Every record below should be retyped exactly, and no picture should appear in the copy.
[Start of Attachment]
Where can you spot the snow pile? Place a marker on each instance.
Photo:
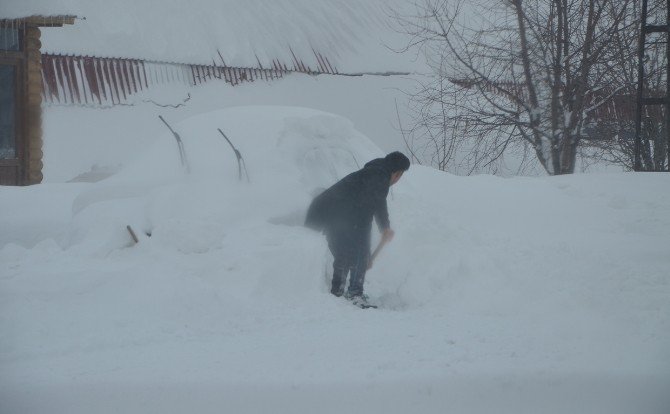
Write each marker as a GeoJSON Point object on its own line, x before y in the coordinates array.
{"type": "Point", "coordinates": [107, 140]}
{"type": "Point", "coordinates": [512, 295]}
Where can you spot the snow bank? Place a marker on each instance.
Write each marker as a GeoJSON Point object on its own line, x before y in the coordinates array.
{"type": "Point", "coordinates": [514, 295]}
{"type": "Point", "coordinates": [106, 140]}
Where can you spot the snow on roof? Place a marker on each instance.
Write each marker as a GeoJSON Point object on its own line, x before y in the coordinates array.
{"type": "Point", "coordinates": [353, 34]}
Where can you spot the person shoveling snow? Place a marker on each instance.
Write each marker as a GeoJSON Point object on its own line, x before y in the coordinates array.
{"type": "Point", "coordinates": [344, 213]}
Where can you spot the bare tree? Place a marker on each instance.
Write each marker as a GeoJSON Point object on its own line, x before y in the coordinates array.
{"type": "Point", "coordinates": [519, 75]}
{"type": "Point", "coordinates": [615, 130]}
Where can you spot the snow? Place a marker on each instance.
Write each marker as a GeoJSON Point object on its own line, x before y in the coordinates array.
{"type": "Point", "coordinates": [352, 34]}
{"type": "Point", "coordinates": [528, 294]}
{"type": "Point", "coordinates": [105, 140]}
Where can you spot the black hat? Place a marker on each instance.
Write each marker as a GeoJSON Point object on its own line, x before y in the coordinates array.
{"type": "Point", "coordinates": [397, 161]}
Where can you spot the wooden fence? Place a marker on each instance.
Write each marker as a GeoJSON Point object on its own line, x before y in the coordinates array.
{"type": "Point", "coordinates": [102, 82]}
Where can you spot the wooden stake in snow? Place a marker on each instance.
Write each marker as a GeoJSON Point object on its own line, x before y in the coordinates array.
{"type": "Point", "coordinates": [132, 234]}
{"type": "Point", "coordinates": [180, 145]}
{"type": "Point", "coordinates": [240, 161]}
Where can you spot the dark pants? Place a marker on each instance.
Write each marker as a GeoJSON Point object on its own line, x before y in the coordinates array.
{"type": "Point", "coordinates": [351, 250]}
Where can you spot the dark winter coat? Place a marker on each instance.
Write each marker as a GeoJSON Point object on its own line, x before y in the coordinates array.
{"type": "Point", "coordinates": [351, 203]}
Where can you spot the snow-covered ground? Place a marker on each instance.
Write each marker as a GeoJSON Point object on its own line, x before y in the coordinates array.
{"type": "Point", "coordinates": [521, 295]}
{"type": "Point", "coordinates": [78, 140]}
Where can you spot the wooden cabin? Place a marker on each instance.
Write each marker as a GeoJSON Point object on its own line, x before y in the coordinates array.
{"type": "Point", "coordinates": [21, 97]}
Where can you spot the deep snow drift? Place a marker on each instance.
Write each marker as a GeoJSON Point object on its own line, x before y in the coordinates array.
{"type": "Point", "coordinates": [497, 295]}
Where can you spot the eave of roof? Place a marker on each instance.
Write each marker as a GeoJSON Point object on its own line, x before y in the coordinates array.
{"type": "Point", "coordinates": [41, 20]}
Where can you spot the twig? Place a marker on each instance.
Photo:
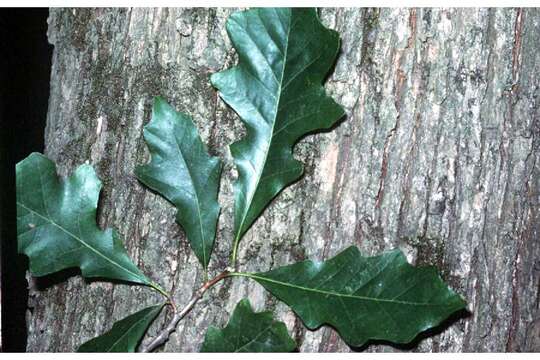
[End of Attachment]
Task solution ::
Where can you spot the snow pile? Place a marker on each instance.
Photo:
Write each marker as a GeoJSON Point object on its own line, x before y in the coordinates array.
{"type": "Point", "coordinates": [107, 140]}
{"type": "Point", "coordinates": [512, 295]}
Where can you spot the snow bank? Place a marker on each instance.
Write each marker as a GeoJSON Point object on its own line, x before y in the coordinates array.
{"type": "Point", "coordinates": [514, 295]}
{"type": "Point", "coordinates": [106, 140]}
Where can you spot the snow on roof? Place a marker on each instance.
Write each marker as a GeoJSON Point object on its own line, x before y in the coordinates array.
{"type": "Point", "coordinates": [353, 34]}
Where can you spot the person shoveling snow? Place a marker on each instance.
Write each marker as a GeoJSON Point object on its own line, x before y in the coordinates array.
{"type": "Point", "coordinates": [344, 213]}
Where can you spot the bare tree? Place a marker on each instance.
Write each marker as a GeoJSON Point object on its own line, x before y in the coordinates array.
{"type": "Point", "coordinates": [519, 75]}
{"type": "Point", "coordinates": [615, 130]}
Where can you spot the snow? Place a marker on each instance.
Write each marker as a GeoJSON Point object on its own line, x before y in the coordinates array.
{"type": "Point", "coordinates": [352, 34]}
{"type": "Point", "coordinates": [528, 294]}
{"type": "Point", "coordinates": [105, 140]}
Where can you spot the black hat? Place a marker on each instance.
Write each marker as a GeoJSON Point object on its own line, x before y in the coordinates array.
{"type": "Point", "coordinates": [397, 161]}
Where can you spot the wooden fence? Place a marker on each instance.
Write each marker as a GeoJSON Point object on its own line, x before y in the coordinates array.
{"type": "Point", "coordinates": [102, 82]}
Where can you spot the wooden stake in snow? Place a marker on each instance.
Write each marker as a GeoJSON Point object on its own line, x before y in the coordinates array.
{"type": "Point", "coordinates": [132, 234]}
{"type": "Point", "coordinates": [180, 145]}
{"type": "Point", "coordinates": [240, 161]}
Where can you spot the dark pants? Place a marker on each instance.
Write each marker as a GeoJSON Point object on its own line, x before y in the coordinates array.
{"type": "Point", "coordinates": [351, 250]}
Where can you spot the dark winter coat? Place a marker on each instance.
Write each marker as a GeoJSON Point object on its own line, x before y in the coordinates array.
{"type": "Point", "coordinates": [351, 203]}
Where can you spot the snow-covered ground? Place a marker on each instance.
Write each marker as a GeoJSON Point object on its own line, x before y in the coordinates array.
{"type": "Point", "coordinates": [521, 295]}
{"type": "Point", "coordinates": [78, 140]}
Where can you spot the wooden cabin? Place a marker on each instance.
Write each marker as a GeoJSON Point object on its own line, x before y in the coordinates array.
{"type": "Point", "coordinates": [21, 97]}
Where can you spot the deep snow drift? Place a marker on each instance.
Write each marker as a GeoJSON Point object on its own line, x before y in the coordinates array.
{"type": "Point", "coordinates": [497, 295]}
Where can you spot the eave of roof? Place a marker on each instance.
Write each marker as a GeoJSON Point object on its own line, x before y in the coordinates array.
{"type": "Point", "coordinates": [41, 20]}
Where can you spot the twig? Place a marker on each instance.
Photo:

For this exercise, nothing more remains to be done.